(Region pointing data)

--- --- ---

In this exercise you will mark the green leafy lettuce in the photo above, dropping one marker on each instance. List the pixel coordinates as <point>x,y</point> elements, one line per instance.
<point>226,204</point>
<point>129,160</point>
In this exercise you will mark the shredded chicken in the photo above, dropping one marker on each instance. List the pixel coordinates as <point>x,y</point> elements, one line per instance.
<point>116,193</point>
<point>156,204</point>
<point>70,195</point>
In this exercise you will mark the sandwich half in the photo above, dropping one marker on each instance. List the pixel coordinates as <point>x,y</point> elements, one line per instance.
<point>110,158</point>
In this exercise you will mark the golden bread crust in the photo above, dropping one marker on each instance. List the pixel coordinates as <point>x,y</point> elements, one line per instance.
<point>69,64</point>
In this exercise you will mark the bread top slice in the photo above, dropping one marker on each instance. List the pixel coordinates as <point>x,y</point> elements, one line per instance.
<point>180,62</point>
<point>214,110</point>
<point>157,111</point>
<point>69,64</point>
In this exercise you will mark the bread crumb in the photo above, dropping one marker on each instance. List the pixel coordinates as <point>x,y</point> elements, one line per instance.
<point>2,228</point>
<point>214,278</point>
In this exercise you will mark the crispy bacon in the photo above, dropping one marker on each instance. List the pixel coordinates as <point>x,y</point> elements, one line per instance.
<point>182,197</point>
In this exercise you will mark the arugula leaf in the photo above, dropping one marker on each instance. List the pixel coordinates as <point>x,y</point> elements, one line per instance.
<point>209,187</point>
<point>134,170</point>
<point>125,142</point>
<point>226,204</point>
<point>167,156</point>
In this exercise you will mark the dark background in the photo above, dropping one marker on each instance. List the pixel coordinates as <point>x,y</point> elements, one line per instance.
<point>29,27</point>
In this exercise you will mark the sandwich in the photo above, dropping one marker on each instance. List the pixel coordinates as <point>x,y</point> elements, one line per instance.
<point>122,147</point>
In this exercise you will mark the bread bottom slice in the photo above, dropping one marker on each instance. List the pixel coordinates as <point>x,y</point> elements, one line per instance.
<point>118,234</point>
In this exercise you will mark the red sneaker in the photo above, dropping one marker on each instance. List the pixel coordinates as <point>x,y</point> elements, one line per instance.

--- --- ---

Task to carry out: Write the data out again in full and exactly.

Written answer:
In this exercise you will mark the green leafy lettuce in the photo above, dropping one marker on each instance. List the pixel coordinates as <point>x,y</point> elements, one line per instance.
<point>226,204</point>
<point>129,160</point>
In this exercise you will mark the shredded chicken in the photo above, dropping one marker on each instance. List the pixel coordinates as <point>x,y</point> elements, one line per instance.
<point>116,193</point>
<point>156,204</point>
<point>70,195</point>
In this exercise you will mark the sandwich half in the photo above, dropping one marker on each instance. List the pixel coordinates as <point>x,y</point> elements, one line per instance.
<point>110,158</point>
In this exercise you will mark the golden bread crust in the photo above, dropping one marker on each instance. List the pixel coordinates as <point>x,y</point> elements, one line per instance.
<point>69,64</point>
In this exercise you will mark the bread top slice in the photo above, dropping one marker on each instance. List the pixel coordinates as <point>x,y</point> elements, one line per instance.
<point>180,62</point>
<point>214,110</point>
<point>157,111</point>
<point>69,64</point>
In this exercise you will mark the bread crumb in the photo above, dropping one marker on each instance. List the pixel coordinates as <point>x,y</point> elements, one line per instance.
<point>2,228</point>
<point>214,278</point>
In this exercise you will mark the crispy bacon in the photo above, dropping one marker on each instance. List the pixel coordinates as <point>x,y</point> elements, one line per instance.
<point>182,197</point>
In this exercise you will mark the arugula leaf in the photo above, dropping one marker on each instance. List the pixel coordinates as <point>x,y</point> elements, one line per instance.
<point>209,187</point>
<point>134,170</point>
<point>125,142</point>
<point>226,204</point>
<point>167,156</point>
In this exercise you will mark the dark background in the photo above, dropping one marker on each instance. List the pixel coordinates as <point>x,y</point> elements, one line per instance.
<point>29,27</point>
In this exercise you will mark the sandwich in the photo above, dropping one marker on each instance. List the pixel coordinates as <point>x,y</point> elements, one line per instance.
<point>122,147</point>
In this exercise you will mark the bread bottom slice in the photo above, dropping one marker on each instance. List the pixel coordinates as <point>x,y</point> elements, one line per instance.
<point>118,234</point>
In this exercise you will mark the red sneaker in the photo above, dropping one marker on each instance. List the pixel coordinates as <point>x,y</point> elements, one line per instance.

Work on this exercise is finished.